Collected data
···
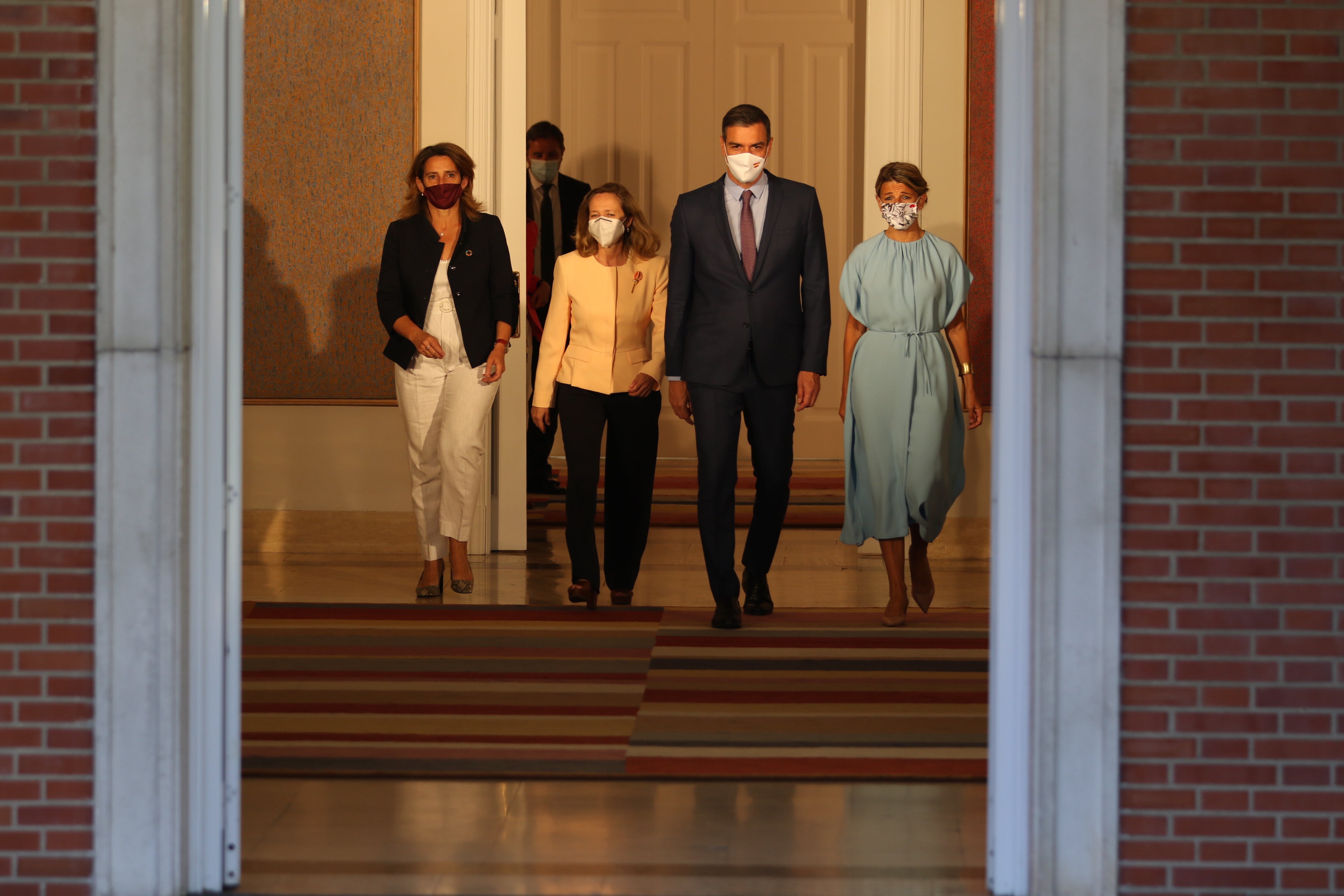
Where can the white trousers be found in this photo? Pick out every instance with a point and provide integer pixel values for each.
(444, 405)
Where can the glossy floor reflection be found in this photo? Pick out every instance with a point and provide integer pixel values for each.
(812, 569)
(612, 837)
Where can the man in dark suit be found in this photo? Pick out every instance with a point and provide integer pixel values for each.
(748, 326)
(554, 205)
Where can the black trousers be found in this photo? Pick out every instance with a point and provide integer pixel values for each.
(632, 453)
(718, 420)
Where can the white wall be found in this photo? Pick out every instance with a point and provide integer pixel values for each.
(324, 457)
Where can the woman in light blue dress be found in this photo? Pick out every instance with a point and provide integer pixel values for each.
(902, 409)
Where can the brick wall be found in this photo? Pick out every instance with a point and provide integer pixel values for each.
(46, 447)
(1233, 776)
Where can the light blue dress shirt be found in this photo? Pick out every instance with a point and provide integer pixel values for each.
(733, 205)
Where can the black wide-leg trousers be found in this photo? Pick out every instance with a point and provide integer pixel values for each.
(718, 421)
(632, 453)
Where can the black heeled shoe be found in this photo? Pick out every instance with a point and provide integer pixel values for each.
(582, 592)
(726, 615)
(757, 590)
(431, 590)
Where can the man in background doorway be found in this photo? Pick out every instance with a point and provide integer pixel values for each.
(553, 206)
(748, 324)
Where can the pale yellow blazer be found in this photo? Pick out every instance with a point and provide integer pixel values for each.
(613, 319)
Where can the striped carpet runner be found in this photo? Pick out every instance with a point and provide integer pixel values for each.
(512, 691)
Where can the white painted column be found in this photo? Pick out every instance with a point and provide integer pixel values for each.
(1008, 819)
(166, 584)
(1058, 335)
(510, 203)
(473, 93)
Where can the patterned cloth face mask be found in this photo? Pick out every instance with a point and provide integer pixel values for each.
(900, 216)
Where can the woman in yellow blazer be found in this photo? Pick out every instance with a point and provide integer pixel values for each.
(608, 301)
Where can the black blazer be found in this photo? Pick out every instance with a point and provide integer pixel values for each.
(480, 274)
(715, 314)
(572, 197)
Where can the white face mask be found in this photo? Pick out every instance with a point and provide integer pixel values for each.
(545, 171)
(607, 231)
(900, 216)
(745, 167)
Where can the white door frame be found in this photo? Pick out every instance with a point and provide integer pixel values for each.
(170, 413)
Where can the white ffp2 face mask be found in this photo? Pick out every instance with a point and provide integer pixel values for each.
(900, 216)
(746, 167)
(607, 231)
(545, 171)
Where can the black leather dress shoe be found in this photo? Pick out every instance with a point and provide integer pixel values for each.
(547, 487)
(757, 590)
(728, 616)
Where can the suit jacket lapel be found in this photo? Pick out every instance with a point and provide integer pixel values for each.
(725, 231)
(772, 218)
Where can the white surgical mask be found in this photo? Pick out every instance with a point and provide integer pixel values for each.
(545, 171)
(607, 231)
(900, 216)
(745, 167)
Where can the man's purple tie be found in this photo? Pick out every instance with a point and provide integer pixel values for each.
(748, 231)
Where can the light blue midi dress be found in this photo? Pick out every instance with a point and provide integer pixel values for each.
(904, 426)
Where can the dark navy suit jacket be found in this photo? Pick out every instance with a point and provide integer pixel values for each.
(714, 314)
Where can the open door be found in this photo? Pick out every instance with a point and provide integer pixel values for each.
(473, 93)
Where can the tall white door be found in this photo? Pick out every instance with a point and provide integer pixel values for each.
(644, 85)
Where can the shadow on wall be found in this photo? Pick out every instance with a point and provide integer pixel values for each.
(299, 347)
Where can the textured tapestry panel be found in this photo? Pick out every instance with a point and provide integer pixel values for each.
(330, 127)
(980, 191)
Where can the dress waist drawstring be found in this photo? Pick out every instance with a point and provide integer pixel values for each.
(924, 359)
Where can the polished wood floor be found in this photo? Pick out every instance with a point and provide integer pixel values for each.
(611, 837)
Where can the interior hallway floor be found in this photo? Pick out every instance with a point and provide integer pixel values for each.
(812, 569)
(612, 837)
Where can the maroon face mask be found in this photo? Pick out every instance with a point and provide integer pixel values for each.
(443, 195)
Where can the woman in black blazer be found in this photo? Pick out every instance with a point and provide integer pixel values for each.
(448, 300)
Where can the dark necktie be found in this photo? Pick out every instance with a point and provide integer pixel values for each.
···
SHORT EXERCISE =>
Format the lines above as a JSON list of strings, one string for each line, with blank lines left out. Leave the pictures out of your answer.

WRITTEN RESPONSE =>
[
  "Where can the white trousers be found in this photo? Pick out every instance with a point and provide integer pixel values for each.",
  "(444, 405)",
  "Where can the glossy floor reflection be found in this photo? Pick out every instance with a point and provide integer pixel values for each.",
  "(812, 569)",
  "(612, 837)",
  "Where can the man in dark suit be found in this photo? Pick out every instance with a point and provide integer pixel values for each.",
  "(748, 326)",
  "(554, 205)",
  "Where can the black trousers be found in this photo? Pick out every instance with a point and provide integer pixel values for each.",
  "(632, 453)",
  "(718, 420)",
  "Where can the white wall be found in this photo? Pick out every instance with a point and provide integer pixel values for each.",
  "(324, 457)",
  "Where can the woman in light blue dress be found in this photo? Pick out every instance with a point and provide integer pixel values for each.",
  "(902, 409)",
  "Where can the brick wall be found in this photo? Pick out every instance with a point and provide integer pixel values for each.",
  "(46, 447)",
  "(1233, 776)",
  "Where can the light blue dress shirt be found in this photo? Pick out every instance with a point and provide integer pixel values for each.",
  "(733, 205)",
  "Where can the black wide-leg trousers be found in this photo? Pick out every instance with a point and provide integer pixel values for each.",
  "(718, 421)",
  "(632, 453)",
  "Where can the black heeled shoe be found in this photo? Pick out every instance with a point and provide integer pixel values for each.",
  "(582, 592)",
  "(726, 615)",
  "(757, 590)",
  "(431, 590)",
  "Where can the man in background doorway be found in this photo? Pick out every instance with a point and provide integer pixel values for each.",
  "(553, 206)",
  "(748, 324)",
  "Where can the pale yellow blazer be found in this photo? Pick out every instance with a point and provide integer pixel values for each.",
  "(613, 319)",
  "Where can the striped carpet runner be found in this photo? Pick out every instance with a point and provide integer pixel values for each.",
  "(512, 691)",
  "Where can the white painted column be found in this photo? Pick out every instance with a point and provide integer pixel values for each.",
  "(1008, 819)",
  "(166, 584)",
  "(1058, 335)",
  "(510, 203)",
  "(473, 93)",
  "Where can the patterned cloth face mask be found in this photo? Pick out every instance with a point and provide integer pixel values for each.",
  "(900, 216)",
  "Where can the woman in yellow blazer be found in this photo? Pick out every instance with a point and provide integer pixel values for each.",
  "(608, 301)",
  "Where can the black blazer be found in this photo? Pick out every instance with a point and provide integer pixel values for each.",
  "(480, 274)",
  "(715, 314)",
  "(572, 197)",
  "Where can the white face mask be found in this photo? Pick out every instance with a point and provide integer pixel values for each.",
  "(545, 171)",
  "(607, 231)",
  "(900, 216)",
  "(745, 167)",
  "Where can the white door frame be found in this photo? Pick out every instance with a point and provide integer pixel values for each.",
  "(170, 413)",
  "Where can the white ffp2 face mask be found in this photo? Pick out every instance with a point and provide integer pixel values for each.",
  "(900, 216)",
  "(746, 167)",
  "(607, 231)",
  "(545, 171)",
  "Where can the black leather dress shoe be found in this photo? Pick out every instance with a point and provide integer pixel values for each.",
  "(547, 487)",
  "(757, 590)",
  "(728, 616)",
  "Where can the suit jacket lapel be found in this photo? Pick out every instance with a point and provide integer pixel values for each.",
  "(725, 231)",
  "(772, 218)",
  "Where can the white surgical mask be found in this photo? Pick out every instance with a point and provide integer pixel values for each.",
  "(545, 171)",
  "(607, 231)",
  "(900, 216)",
  "(745, 167)",
  "Where can the man's purple tie be found in this photo? Pick out every instance with a point and provide integer pixel values for each.",
  "(748, 231)",
  "Where can the light blue midi dress be found in this photo? Pick out every instance with a point and provide integer pixel values for each.",
  "(904, 426)",
  "Where can the dark navy suit jacket be found in this photo? Pick out every instance with a point and provide integer pixel values for each.",
  "(714, 314)",
  "Where can the open door be found in this photo? Pick out every instance with a point and provide integer pixel values for each.",
  "(473, 93)",
  "Where can the tall white door be found in this photo? Pick out every instance with a point and provide integer pixel values for each.",
  "(644, 85)",
  "Where can the shadow on wall be found in this photo? Pick out every instance with a point and provide integer pixel values for each.",
  "(299, 347)",
  "Where can the textured tapestry panel be found in this photo? Pick out every instance with a point and provide integer pixel values for each.",
  "(330, 127)",
  "(980, 191)",
  "Where can the dress waist drawstring be found in this photo? Pick out every instance with a point and provide integer pixel values for each.",
  "(924, 359)",
  "Where can the polished wood floor be found in this photo? Pick out every instance with a point and provide integer pixel values for each.",
  "(611, 837)",
  "Where can the interior hallway floor be found in this photo? Pick out every instance with a point and provide integer pixel values for each.",
  "(812, 569)",
  "(612, 837)",
  "Where can the maroon face mask be found in this photo? Pick out every instance with a point and provide integer pixel values for each.",
  "(443, 195)",
  "Where can the woman in black blazer be found in this photo? Pick out every instance with a point and provide integer pixel values for each.",
  "(448, 300)",
  "Where can the dark necktie be found in this photo? Pick out every instance with a point and provide integer pixel values for each."
]